◆ Passage for review
----
How will your significant others and family and friends react when you suddenly stop acting that way? There are social implications.
RRP results are immediate and dramatic. When you have achieved results in RRP therapy, there will be no question in your mind about it. Your whole attitude about taking tests will change and surprise you and others. You will be delighted. You will be looking forward to taking tests. As I have said before, it is like being released from jail and like being given all the respect, rights, and privileges of a normal first class citizen.
If at some later time, you experience a recurrence of the old uncomfortable test anxiety symptoms, I recommend another RRP session to find out what stirred it up and to correct it. RRP does not replace your need to study and master the material.
How To Get Started With RRP for the Treatment of Test Anxiety
Because these are trial studies, there will be no fee. If RRP sounds interesting to you do this:
- Determine if you want me to help you. Make a commitment to work with me. That will be very easy. I won't ask you to do anything difficult. You will find it easy to work with me.
- Let's work in cooperation with your doctor or therapist.
Obtain a letter of referral from him or her at your expense. The
letter should state clearly that the doctor is referring you to me for
RRP therapy as an adjunct to the other treatments, briefly state what
the symptoms are, present medicines and what drugs and treatments have
been tried. Your doctor must understand I am not an internist and I am
NOT trying to take over your care or your medications management.
Those things are up to you and your personal doctor.
If you do not have a doctor or therapist, you may refer your own self.
- Understand that I videotape the sessions for Dr. Barnett to review, and I shall review them.
- Discuss with your family and friends how your life is about to change. Ask them to support you in this effort. Think it over for about a week before you go on to the next step.
----
◆ Information supplied
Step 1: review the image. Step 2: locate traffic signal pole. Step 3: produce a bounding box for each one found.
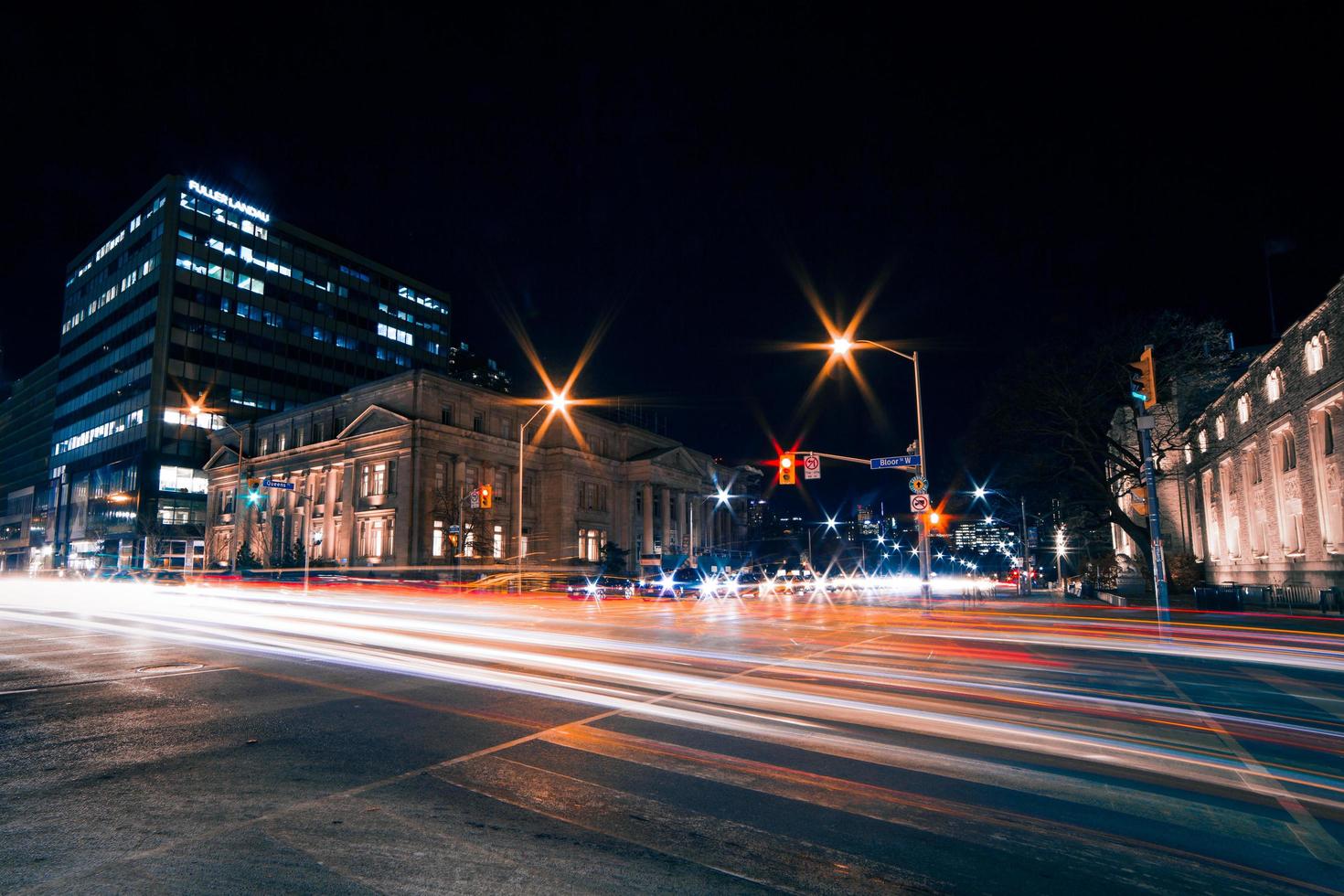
----
◆ What is expected
Can you write out the whole passage above on RRP therapy for test anxiety again, word for word?

◆ Completed task
How will your significant others and family and friends react when you suddenly stop acting that way? There are social implications.
RRP results are immediate and dramatic. When you have achieved results in RRP therapy, there will be no question in your mind about it. Your whole attitude about taking tests will change and surprise you and others. You will be delighted. You will be looking forward to taking tests. As I have said before, it is like being released from jail and like being given all the respect, rights, and privileges of a normal first class citizen.
If at some later time, you experience a recurrence of the old uncomfortable test anxiety symptoms, I recommend another RRP session to find out what stirred it up and to correct it. RRP does not replace your need to study and master the material.
How To Get Started With RRP for the Treatment of Test Anxiety
Because these are trial studies, there will be no fee. If RRP sounds interesting to you do this:
- Determine if you want me to help you. Make a commitment to work with me. That will be very easy. I won't ask you to do anything difficult. You will find it easy to work with me.
- Let's work in cooperation with your doctor or therapist.
Obtain a letter of referral from him or her at your expense. The
letter should state clearly that the doctor is referring you to me for
RRP therapy as an adjunct to the other treatments, briefly state what
the symptoms are, present medicines and what drugs and treatments have
been tried. Your doctor must understand I am not an internist and I am
NOT trying to take over your care or your medications management.
Those things are up to you and your personal doctor.
If you do not have a doctor or therapist, you may refer your own self.
- Understand that I videotape the sessions for Dr. Barnett to review, and I shall review them.
- Discuss with your family and friends how your life is about to change. Ask them to support you in this effort. Think it over for about a week before you go on to the next step.